WHAT THE TASK ASKS
Beginning with the line where "Where can the dark" appears, retype every remaining line of the data below, both the first and last included.

INPUT ROWS
- - - - - - -

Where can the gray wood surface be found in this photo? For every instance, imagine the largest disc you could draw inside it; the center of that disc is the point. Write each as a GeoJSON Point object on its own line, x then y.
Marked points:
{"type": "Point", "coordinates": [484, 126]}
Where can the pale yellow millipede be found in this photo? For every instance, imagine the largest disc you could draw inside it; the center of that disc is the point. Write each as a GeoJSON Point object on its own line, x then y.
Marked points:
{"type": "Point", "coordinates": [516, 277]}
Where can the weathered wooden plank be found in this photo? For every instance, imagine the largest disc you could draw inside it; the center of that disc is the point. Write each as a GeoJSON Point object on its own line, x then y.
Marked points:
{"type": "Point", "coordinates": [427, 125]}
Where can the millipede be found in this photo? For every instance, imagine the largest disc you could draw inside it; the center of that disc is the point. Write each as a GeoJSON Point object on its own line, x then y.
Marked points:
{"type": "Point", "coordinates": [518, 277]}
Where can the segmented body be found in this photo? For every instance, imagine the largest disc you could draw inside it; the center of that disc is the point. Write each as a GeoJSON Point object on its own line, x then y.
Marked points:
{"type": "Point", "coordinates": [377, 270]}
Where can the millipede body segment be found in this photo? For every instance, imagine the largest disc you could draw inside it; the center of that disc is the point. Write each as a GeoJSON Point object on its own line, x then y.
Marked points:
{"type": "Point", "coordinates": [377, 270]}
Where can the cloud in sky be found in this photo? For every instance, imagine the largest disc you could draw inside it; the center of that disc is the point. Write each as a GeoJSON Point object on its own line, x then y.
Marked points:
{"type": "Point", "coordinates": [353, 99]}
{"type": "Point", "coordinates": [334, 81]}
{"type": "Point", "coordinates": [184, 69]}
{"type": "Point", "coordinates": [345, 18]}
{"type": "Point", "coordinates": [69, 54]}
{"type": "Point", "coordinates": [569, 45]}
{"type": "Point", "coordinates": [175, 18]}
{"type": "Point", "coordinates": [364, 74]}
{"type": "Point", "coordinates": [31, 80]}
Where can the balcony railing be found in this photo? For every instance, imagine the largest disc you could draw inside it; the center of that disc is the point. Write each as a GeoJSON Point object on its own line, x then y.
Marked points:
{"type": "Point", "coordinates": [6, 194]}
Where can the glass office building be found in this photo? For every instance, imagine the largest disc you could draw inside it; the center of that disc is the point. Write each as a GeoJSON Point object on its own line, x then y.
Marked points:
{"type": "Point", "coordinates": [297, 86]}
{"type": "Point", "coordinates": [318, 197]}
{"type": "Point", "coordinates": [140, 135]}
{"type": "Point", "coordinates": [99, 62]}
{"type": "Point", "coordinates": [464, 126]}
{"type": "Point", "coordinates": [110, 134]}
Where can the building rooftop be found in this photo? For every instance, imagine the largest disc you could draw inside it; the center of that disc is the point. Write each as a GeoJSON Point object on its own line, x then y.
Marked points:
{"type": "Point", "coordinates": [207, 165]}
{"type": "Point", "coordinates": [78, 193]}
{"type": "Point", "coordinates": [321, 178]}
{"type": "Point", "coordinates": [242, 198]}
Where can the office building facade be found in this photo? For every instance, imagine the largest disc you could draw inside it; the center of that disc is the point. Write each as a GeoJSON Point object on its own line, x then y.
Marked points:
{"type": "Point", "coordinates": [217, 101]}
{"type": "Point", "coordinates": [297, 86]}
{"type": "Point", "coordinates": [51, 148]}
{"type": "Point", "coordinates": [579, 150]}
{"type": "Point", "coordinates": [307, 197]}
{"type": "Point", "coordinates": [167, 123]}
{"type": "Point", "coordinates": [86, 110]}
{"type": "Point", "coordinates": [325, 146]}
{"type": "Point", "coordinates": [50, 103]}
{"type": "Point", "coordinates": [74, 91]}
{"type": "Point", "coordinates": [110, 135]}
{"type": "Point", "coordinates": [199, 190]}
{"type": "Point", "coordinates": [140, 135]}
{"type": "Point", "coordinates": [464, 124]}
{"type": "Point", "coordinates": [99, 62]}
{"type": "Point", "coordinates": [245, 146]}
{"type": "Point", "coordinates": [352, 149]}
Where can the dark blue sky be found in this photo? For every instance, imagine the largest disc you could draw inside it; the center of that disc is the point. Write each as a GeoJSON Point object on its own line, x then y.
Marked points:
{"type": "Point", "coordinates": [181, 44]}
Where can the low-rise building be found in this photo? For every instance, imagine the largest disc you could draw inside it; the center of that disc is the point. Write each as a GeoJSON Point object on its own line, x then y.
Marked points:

- - - - - - -

SOLUTION FOR THIS PROBLEM
Where can the dark blue sky be found in this photo? For every instance, imagine the largest disc you could draw inside it; the center of that disc is the point. Write each as a GeoJSON Point object on its own line, x then y.
Marked points:
{"type": "Point", "coordinates": [181, 44]}
Where can the low-rise building be found in this photo? For every instance, imagine the largest disc you could draw inside it; the center of that disc is the point. Write each as a GeoJSON Point object on its own line, x then y.
Marked points:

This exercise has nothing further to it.